• [Text block]
[Start]

I don't usually accept usenet challenges for cites since I have other things
to do but what the hey, you seem like a decent guy so I made an exception:


Thank you

§97.3 Definitions.
(c) The following terms are used in this Part to indicate emission types.
Refer to §2.201 of the FCC Rules, Emission, modulation and transmission
characteristics, for information on emission type designators.


(1) CW. International Morse code telegraphy emissions having designators
with A, C, H, J or R as the first symbol; 1 as the second symbol; A or B as
the third symbol; and emissions J2A and J2B.
M = Modulation Type

N None
A AM (Amplitude Modulation), double sideband, full carrier
H AM, single sideband, full carrier
R AM, single sideband, reduced or controlled carrier
J AM, single sideband, suppressed carrier
B AM, independent sidebands
C AM, vestigial sideband (commonly analog TV)

F Angle-modulated, straight FM
G Angle-modulated, phase modulation (common; sounds like FM)

D Carrier is amplitude and angle modulated

P Pulse, no modulation
K Pulse, amplitude modulation (PAM, PSM)
L Pulse, width modulation (PWM)
M Pulse, phase or position modulation (PPM)

[End]

• [Exercise tasks]
A – Please translate this sentence from the FCC emission types excerpt into Spanish: "The following terms are used in this Part to indicate emission types."
B – In the FCC emission types excerpt, list every modulation type letter that describes a pulse, with the description given for each.
Nothing in the data is needed for this work.

• [Data provided]
[Start]

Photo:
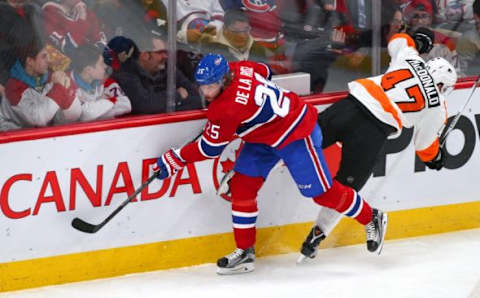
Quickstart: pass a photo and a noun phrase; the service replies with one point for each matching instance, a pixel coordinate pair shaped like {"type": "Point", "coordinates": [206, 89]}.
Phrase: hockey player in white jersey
{"type": "Point", "coordinates": [409, 94]}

[End]

• [Exercise results]
A – Los siguientes términos se usan en esta Parte para indicar los tipos de emisión.

B –
P: Pulse, no modulation
K: Pulse, amplitude modulation (PAM, PSM)
L: Pulse, width modulation (PWM)
M: Pulse, phase or position modulation (PPM)